- [DATASET RECORDS]

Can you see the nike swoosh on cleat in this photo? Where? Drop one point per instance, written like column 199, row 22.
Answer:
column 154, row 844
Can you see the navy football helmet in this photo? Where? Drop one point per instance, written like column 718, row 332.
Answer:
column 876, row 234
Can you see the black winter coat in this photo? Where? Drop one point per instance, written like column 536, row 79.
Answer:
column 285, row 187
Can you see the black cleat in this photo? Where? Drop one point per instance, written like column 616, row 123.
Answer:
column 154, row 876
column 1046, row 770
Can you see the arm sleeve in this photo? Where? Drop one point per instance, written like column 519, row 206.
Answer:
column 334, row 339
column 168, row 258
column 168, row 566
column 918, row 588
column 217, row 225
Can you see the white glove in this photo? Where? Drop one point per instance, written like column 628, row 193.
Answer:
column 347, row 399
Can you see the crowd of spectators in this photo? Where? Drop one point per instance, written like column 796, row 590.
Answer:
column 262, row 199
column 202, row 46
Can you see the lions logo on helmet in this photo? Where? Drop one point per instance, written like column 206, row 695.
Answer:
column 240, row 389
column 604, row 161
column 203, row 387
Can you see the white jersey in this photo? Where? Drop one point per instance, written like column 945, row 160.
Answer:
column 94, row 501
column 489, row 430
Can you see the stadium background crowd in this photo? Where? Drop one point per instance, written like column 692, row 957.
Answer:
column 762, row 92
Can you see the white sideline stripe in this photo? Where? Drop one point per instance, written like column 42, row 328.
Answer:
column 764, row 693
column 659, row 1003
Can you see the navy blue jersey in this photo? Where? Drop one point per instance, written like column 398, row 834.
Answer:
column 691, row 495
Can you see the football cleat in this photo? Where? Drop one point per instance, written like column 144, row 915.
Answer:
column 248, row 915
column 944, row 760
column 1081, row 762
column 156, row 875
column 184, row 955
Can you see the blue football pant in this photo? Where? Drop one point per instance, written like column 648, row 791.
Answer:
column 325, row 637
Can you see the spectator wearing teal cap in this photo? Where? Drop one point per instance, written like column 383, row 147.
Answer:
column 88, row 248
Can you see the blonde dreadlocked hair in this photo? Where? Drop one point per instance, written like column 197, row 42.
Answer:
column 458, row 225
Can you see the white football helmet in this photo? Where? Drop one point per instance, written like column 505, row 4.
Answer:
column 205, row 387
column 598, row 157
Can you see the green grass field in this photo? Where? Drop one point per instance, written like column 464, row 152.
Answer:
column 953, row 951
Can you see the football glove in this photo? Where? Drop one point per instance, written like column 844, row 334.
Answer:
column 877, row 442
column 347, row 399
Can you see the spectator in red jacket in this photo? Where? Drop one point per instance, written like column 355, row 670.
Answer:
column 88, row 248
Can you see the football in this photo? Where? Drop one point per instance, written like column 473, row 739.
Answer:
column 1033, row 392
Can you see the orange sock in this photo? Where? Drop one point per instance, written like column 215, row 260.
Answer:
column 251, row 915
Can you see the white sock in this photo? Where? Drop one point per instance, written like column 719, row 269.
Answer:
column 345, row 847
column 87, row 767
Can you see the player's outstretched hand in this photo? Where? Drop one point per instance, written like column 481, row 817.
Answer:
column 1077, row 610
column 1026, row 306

- [TASK DIRECTIONS] Reproduce all of the data above word for word, with nothing altered or left out.

- [COMPLETE ANSWER]
Can you see the nike swoosh on cleat in this photo? Where? Drop one point per instance, written like column 199, row 22.
Answer:
column 154, row 844
Can you see the navy football helmet in this photo? Where? Drop one point per instance, written like column 718, row 332.
Answer:
column 876, row 234
Can you see the black winter coat in this photo? Where? Drop one point per instance, written like column 536, row 79.
Answer:
column 285, row 187
Can you see the black cleat in this photo? Where? Drop one point per instance, written like column 616, row 123.
Answer:
column 154, row 876
column 1046, row 770
Can you see the arm sleeve in this photo? Where? Drop one point per instance, written like column 519, row 206.
Answer:
column 334, row 339
column 168, row 258
column 168, row 566
column 918, row 588
column 217, row 225
Can you see the white glove in this photo? Where? Drop one point per instance, written like column 628, row 193.
Answer:
column 347, row 399
Can you see the crowd of spectators in this photo? Where? Drop one point per instance, written like column 796, row 590.
Answer:
column 262, row 199
column 202, row 46
Can you see the lions logo on helmet in this photo? Where? Drop one point per instance, written like column 206, row 695.
Answer:
column 240, row 389
column 604, row 161
column 203, row 387
Can you see the white jersey in this photo? Where? Drop one point per instance, written like column 945, row 160.
Answer:
column 94, row 501
column 489, row 430
Can you see the stadium background crowd in this photo? Where? Drop one point per instance, written like column 692, row 957.
Answer:
column 762, row 92
Can you see the white sideline stripe in this photo? Where? Drop one point per instance, written like column 42, row 328.
Answer:
column 764, row 693
column 659, row 1003
Can you see the navy blue jersey in this photo? Where? Drop one point per instance, written like column 398, row 834.
Answer:
column 691, row 495
Can you see the football cleat in this photo? Where? Drop one point per instance, written like column 144, row 915.
Answer:
column 248, row 915
column 944, row 760
column 1081, row 762
column 156, row 875
column 184, row 955
Can you see the blue football pant in this photo? Where? Drop one point per instance, written like column 648, row 791.
Answer:
column 325, row 637
Can you see the spectator wearing teal cap in this photo? Where? Drop one point per instance, written like column 383, row 147.
Answer:
column 88, row 248
Can you see the blonde dreadlocked hair in this photo? Where? Drop one point per instance, written like column 197, row 42.
Answer:
column 458, row 225
Can you see the white football helmet in this photo? Where? Drop one point per instance, written like column 505, row 4.
Answer:
column 205, row 387
column 598, row 157
Can you see the green grass field in this photo? Where? Drop one point per instance, written like column 464, row 152.
Answer:
column 953, row 951
Can you see the football glove in this photo? Where? Drop one point per instance, written like column 844, row 334.
Answer:
column 877, row 442
column 347, row 399
Can you see the spectator in red jacket in this photo? Where? Drop one point per instance, written like column 355, row 670.
Answer:
column 88, row 248
Can you see the football in this photo? Where? Drop one point per instance, written like column 473, row 739.
Answer:
column 1033, row 392
Can you see the orange sock in this photo? Where? Drop one point per instance, written like column 215, row 260.
Answer:
column 251, row 915
Can you see the white sock in this photo? Where? Drop one point per instance, written like column 719, row 269.
Answer:
column 345, row 847
column 87, row 767
Can you see the player's outstretched hand in this photo? Where? Drop one point per instance, written like column 481, row 817.
Answer:
column 1077, row 610
column 1026, row 306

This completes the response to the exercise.